*The task*
Reproduce, word for word, every line from the one containing "of the kitchen" down to the last line, both included.

:: Given information ::

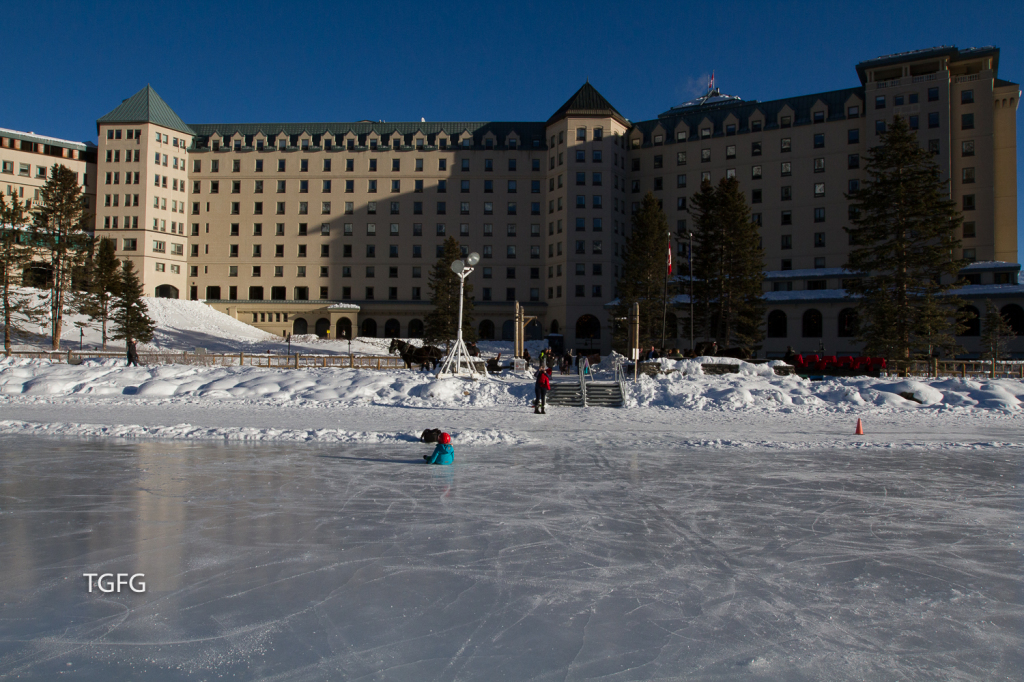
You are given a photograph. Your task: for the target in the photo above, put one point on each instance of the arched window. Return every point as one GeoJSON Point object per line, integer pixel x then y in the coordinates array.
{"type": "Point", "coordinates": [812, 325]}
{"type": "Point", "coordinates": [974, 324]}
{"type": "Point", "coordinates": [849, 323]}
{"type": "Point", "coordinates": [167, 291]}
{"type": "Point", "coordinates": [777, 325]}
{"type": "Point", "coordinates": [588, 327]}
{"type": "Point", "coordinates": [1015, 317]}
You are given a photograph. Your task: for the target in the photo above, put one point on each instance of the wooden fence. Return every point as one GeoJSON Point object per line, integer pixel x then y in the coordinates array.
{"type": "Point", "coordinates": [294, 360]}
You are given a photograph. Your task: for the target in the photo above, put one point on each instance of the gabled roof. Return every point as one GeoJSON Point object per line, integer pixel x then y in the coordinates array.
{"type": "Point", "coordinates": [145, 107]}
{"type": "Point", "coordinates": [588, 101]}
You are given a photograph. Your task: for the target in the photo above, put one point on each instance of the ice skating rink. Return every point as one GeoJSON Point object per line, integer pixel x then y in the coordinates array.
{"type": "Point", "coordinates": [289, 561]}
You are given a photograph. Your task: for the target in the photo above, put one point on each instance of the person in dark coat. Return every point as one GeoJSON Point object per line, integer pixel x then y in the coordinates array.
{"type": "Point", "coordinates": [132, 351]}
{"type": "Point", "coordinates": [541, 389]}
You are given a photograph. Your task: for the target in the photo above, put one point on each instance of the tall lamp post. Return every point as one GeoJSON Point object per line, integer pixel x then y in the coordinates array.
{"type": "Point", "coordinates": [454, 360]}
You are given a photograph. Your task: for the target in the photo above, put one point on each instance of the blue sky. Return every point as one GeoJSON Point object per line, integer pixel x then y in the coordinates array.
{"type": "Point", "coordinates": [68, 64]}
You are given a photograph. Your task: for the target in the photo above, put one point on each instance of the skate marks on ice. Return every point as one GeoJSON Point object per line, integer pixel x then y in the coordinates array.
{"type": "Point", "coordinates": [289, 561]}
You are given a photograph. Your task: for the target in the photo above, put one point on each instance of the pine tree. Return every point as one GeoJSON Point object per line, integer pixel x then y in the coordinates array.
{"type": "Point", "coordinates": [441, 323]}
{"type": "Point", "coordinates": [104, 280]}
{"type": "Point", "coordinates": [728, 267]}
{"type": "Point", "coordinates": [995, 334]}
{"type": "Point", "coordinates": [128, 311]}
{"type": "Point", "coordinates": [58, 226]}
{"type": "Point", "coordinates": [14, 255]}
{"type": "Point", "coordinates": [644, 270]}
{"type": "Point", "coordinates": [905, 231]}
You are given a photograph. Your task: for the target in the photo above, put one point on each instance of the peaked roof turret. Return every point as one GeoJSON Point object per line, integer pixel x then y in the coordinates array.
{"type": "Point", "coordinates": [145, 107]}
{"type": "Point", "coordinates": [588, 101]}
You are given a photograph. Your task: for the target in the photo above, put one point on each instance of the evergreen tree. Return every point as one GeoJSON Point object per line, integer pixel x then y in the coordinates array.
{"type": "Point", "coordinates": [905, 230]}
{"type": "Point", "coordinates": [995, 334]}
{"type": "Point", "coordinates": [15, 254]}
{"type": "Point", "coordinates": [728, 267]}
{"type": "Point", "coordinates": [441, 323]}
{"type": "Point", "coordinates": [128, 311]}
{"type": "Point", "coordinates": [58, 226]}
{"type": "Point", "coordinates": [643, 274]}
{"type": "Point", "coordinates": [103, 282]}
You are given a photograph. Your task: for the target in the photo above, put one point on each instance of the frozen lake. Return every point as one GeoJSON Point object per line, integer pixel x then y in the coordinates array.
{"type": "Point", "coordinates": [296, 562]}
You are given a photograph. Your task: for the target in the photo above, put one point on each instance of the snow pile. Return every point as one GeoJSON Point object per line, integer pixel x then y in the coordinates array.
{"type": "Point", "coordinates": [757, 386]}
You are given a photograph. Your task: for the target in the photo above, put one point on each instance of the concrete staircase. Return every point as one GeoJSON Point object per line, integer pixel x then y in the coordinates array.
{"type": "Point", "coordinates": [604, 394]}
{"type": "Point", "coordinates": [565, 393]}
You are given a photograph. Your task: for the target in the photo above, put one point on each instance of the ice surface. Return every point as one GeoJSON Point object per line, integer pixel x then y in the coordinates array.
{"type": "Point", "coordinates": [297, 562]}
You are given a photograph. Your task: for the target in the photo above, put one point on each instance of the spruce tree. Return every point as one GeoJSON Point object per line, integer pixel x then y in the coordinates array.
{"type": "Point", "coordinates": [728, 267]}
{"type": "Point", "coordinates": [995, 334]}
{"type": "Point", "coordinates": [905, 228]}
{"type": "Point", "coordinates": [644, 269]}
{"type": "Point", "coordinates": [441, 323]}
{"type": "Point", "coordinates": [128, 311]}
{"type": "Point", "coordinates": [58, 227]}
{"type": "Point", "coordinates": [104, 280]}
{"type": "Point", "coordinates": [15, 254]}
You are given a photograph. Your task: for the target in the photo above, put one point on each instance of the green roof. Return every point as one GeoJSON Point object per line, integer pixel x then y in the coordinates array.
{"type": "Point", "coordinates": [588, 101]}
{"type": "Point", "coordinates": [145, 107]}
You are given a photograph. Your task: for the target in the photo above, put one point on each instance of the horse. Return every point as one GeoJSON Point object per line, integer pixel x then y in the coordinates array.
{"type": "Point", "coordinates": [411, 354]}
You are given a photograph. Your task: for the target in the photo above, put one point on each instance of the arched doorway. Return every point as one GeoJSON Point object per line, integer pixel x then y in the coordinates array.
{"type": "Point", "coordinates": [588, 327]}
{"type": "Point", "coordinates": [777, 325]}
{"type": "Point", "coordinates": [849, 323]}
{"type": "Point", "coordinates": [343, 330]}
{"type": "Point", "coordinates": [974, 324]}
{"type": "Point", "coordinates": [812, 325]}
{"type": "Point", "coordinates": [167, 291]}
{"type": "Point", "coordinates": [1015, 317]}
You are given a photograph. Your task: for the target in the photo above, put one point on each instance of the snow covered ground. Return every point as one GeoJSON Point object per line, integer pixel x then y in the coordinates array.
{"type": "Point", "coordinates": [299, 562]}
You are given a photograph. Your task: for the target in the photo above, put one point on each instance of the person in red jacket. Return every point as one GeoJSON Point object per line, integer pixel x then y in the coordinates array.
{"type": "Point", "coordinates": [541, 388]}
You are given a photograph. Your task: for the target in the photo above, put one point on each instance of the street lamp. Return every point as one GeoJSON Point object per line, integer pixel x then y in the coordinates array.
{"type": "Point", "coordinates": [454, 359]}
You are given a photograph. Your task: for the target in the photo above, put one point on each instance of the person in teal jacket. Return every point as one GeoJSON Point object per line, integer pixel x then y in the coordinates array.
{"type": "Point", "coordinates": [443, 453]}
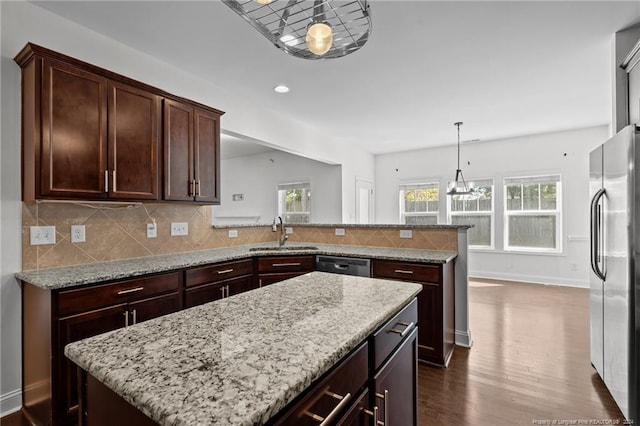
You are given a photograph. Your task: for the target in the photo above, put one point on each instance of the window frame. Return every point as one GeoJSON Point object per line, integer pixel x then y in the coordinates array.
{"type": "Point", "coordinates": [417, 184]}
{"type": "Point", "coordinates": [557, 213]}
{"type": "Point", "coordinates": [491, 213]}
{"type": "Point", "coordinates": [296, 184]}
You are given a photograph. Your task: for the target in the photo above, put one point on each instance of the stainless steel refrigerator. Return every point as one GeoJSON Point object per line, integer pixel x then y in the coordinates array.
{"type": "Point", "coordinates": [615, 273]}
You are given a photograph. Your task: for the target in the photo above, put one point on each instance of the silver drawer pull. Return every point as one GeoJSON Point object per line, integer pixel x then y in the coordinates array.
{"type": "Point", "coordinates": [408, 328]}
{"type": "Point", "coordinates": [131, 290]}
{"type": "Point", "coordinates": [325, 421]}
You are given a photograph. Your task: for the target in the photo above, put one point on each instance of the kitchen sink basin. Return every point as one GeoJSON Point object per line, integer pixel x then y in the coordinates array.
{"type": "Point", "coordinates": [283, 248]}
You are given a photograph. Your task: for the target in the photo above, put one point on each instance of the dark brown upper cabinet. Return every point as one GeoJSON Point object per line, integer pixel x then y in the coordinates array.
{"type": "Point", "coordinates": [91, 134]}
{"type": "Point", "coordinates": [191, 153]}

:::

*Final result*
You are given a photograph. Your task: for the target in the photo above, put one point on each instance of the kitchen sink basin. Return every point as one GeoJSON Point object per line, integer pixel x then y in the coordinates array.
{"type": "Point", "coordinates": [283, 248]}
You are given a photograph. Your task: for the target in the photo above, put one point on each instance of the dark brown upper cabinet. Return every point as one GeoJSON Point object per line, integer pixel x then y in the coordinates array.
{"type": "Point", "coordinates": [91, 134]}
{"type": "Point", "coordinates": [191, 153]}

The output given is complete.